RECORDS SUPPLIED:
* * * *

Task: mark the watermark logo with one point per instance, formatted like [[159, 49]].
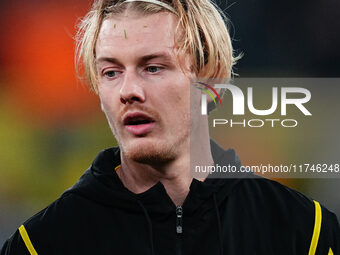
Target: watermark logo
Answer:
[[243, 100]]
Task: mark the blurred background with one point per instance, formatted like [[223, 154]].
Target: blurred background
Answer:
[[51, 126]]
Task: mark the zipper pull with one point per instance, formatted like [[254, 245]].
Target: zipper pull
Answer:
[[179, 214]]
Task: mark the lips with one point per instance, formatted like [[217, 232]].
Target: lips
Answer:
[[138, 124]]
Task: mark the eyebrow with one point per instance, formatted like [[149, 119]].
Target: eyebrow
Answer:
[[143, 59]]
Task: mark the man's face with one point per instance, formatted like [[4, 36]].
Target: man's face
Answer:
[[142, 88]]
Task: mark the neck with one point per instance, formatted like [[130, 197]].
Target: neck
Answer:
[[175, 175]]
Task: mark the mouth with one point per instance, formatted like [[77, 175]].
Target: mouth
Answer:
[[138, 124]]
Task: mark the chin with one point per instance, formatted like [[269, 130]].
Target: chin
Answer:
[[148, 152]]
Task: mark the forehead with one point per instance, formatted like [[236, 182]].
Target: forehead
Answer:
[[131, 34]]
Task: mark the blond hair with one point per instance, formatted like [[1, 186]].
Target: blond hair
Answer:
[[205, 35]]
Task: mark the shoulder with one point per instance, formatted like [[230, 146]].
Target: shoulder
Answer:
[[301, 215], [38, 233]]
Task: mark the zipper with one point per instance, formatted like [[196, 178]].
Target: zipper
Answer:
[[179, 229]]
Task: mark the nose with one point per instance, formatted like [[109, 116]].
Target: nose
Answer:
[[132, 89]]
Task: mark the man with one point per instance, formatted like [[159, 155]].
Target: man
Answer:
[[140, 57]]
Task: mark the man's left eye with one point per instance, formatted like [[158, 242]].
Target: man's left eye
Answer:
[[153, 69]]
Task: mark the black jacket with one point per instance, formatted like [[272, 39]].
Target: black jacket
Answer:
[[98, 215]]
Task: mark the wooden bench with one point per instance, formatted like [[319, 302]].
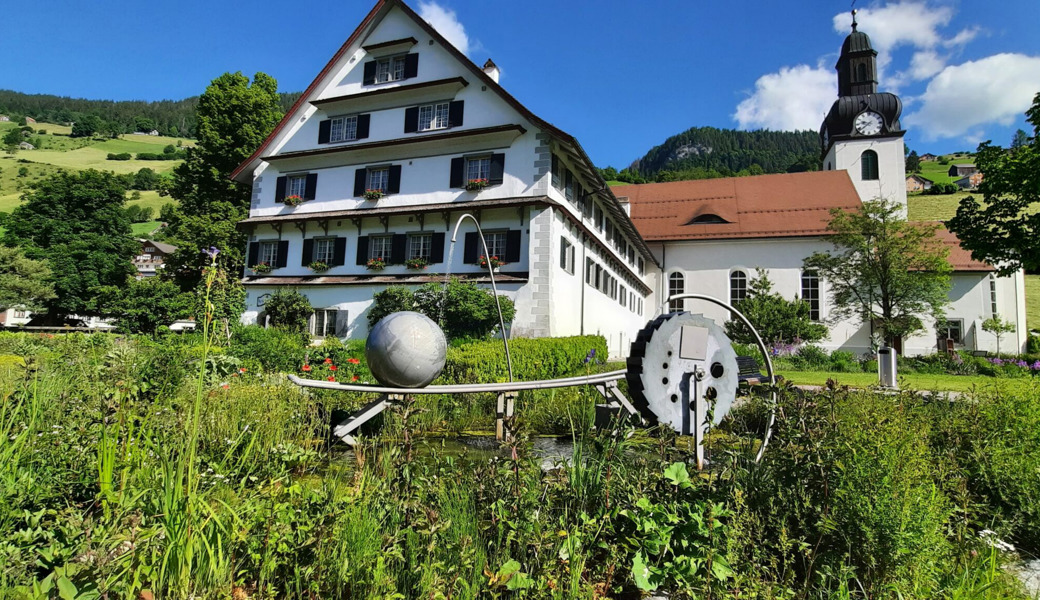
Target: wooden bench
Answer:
[[749, 371]]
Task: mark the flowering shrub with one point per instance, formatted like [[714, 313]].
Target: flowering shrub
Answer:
[[494, 261], [416, 263]]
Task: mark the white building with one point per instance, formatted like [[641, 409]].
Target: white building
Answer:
[[401, 111]]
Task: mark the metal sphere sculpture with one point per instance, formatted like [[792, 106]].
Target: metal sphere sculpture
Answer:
[[406, 349]]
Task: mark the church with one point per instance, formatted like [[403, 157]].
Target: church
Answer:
[[399, 136]]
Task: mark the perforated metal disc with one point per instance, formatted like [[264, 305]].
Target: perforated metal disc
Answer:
[[664, 351]]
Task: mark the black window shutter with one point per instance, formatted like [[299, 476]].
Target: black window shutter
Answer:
[[359, 181], [339, 252], [398, 244], [472, 249], [283, 253], [437, 248], [280, 188], [363, 122], [455, 112], [513, 245], [497, 168], [363, 250], [412, 120], [458, 165], [393, 181], [411, 66]]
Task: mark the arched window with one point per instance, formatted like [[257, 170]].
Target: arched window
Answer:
[[676, 285], [737, 287], [868, 165]]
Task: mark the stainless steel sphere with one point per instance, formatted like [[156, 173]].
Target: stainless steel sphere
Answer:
[[406, 349]]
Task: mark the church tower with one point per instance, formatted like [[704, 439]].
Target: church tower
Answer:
[[861, 133]]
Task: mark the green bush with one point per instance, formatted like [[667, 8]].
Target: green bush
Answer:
[[533, 359]]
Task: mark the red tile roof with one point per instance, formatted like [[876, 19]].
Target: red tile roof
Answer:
[[786, 205]]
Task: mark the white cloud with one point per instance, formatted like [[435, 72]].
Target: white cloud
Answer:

* * * *

TASK PROMPT: Swap "formatted like" for "written as" throughout and give all the records again with nothing else changed. Leave the pictures out.

CORRECT OUTPUT:
Task: mark the watermark logo with one point per instance, written as [[159, 49]].
Target: watermark logo
Answer:
[[243, 100]]
Task: mark the blurred background with one point per instance, written as [[223, 154]].
Target: blurred background
Answer:
[[51, 126]]
Task: mark the zipper pull with one point per instance, written as [[254, 245]].
Target: zipper pull
Answer:
[[179, 214]]
Task: mark the lips with one point per instance, written as [[217, 232]].
Target: lips
Answer:
[[138, 124]]
Task: mark the eyebrow with one point per instance, written as [[149, 119]].
Target: eyebrow
Answer:
[[143, 59]]
Task: mark the man's face with one point per instance, written as [[4, 36]].
Target: man's face
Answer:
[[142, 88]]
Task: mark the neck with one point per instance, written as [[130, 197]].
Target: neck
Answer:
[[175, 175]]
Task: mark the mouth with one point per instance, written as [[77, 175]].
Target: mouth
Answer:
[[138, 124]]
Task: mark the chin with one point per instance, written as [[269, 130]].
Target: chin
Answer:
[[148, 152]]
Task: mark the forehead with one point per instance, written as [[236, 182]].
Target: forehead
Answer:
[[131, 34]]
Task: mark the blond hair with one point per instance, written as [[1, 186]].
Target: blond hair
Answer:
[[205, 35]]
Task: mark the shoulder with one point per instance, written as [[230, 146]].
Target: shoulder
Answer:
[[301, 215], [38, 233]]
Task: mark the zipper with one point per instance, written as [[196, 178]].
Target: zipper
Answer:
[[179, 229]]
Task: mark the nose with one point per instance, written as [[109, 116]].
Target: nose
Answer:
[[132, 89]]
Task: mark the man with one point per instance, written as [[159, 155]].
Target: man
Answer:
[[140, 57]]
Task: mark the man's left eye with one point per instance, written as [[158, 242]].
Target: man's left eye
Answer:
[[153, 69]]
Task: mark the black jacket with one point per instance, written as [[272, 39]].
Target: black jacket
Answer:
[[98, 215]]
Task: mark the wooden bench with one point per instance, written as [[319, 302]].
Target: wooden bench
Answer:
[[749, 371]]
Task: mark the flowering shrub with one point per instance, written as [[714, 313]].
Target: flowering shrub
Answer:
[[494, 261], [416, 263]]
Task: mark the white building with one point per instance, written as [[641, 409]].
Target: white building
Answer:
[[401, 111]]
Task: mark the metal sphere sculpture with one point per instance, written as [[792, 106]].
Target: metal sphere sculpture
Answer:
[[406, 349]]
Task: mark the church with one point per instance, written as [[403, 157]].
Target: church
Answer:
[[399, 136]]
Task: mark the perforated metal disc with one point per instance, written as [[264, 305]].
Target: perforated metal disc
Answer:
[[664, 351]]
Task: mark the black window shutter with one point per instance, written as [[299, 476]].
Target: black window shutter
Answer:
[[359, 181], [339, 252], [398, 244], [472, 249], [283, 253], [437, 248], [280, 188], [363, 122], [455, 112], [513, 245], [497, 168], [363, 250], [412, 120], [458, 165], [393, 181], [411, 66]]
Task: mark the arched window with one point per instance, written as [[257, 170]].
Target: arched window
Answer:
[[676, 285], [737, 287], [868, 165]]
Task: mark the stainless steel sphere with one point per instance, written as [[156, 173]].
Target: stainless steel sphere
Answer:
[[406, 349]]
Task: mark the church tower with one point per instance, written as [[704, 439]].
Target: church tower
Answer:
[[861, 133]]
Task: mark the green bush with one point per instance, written as [[667, 8]].
Target: green bush
Answer:
[[533, 359]]
Task: mark the red tile roof with one point per instance, written as [[876, 19]].
Target: red tile roof
Answer:
[[786, 205]]
Task: mark the white cloud with one point per instance, written as [[435, 72]].
Target: white cloud
Answer:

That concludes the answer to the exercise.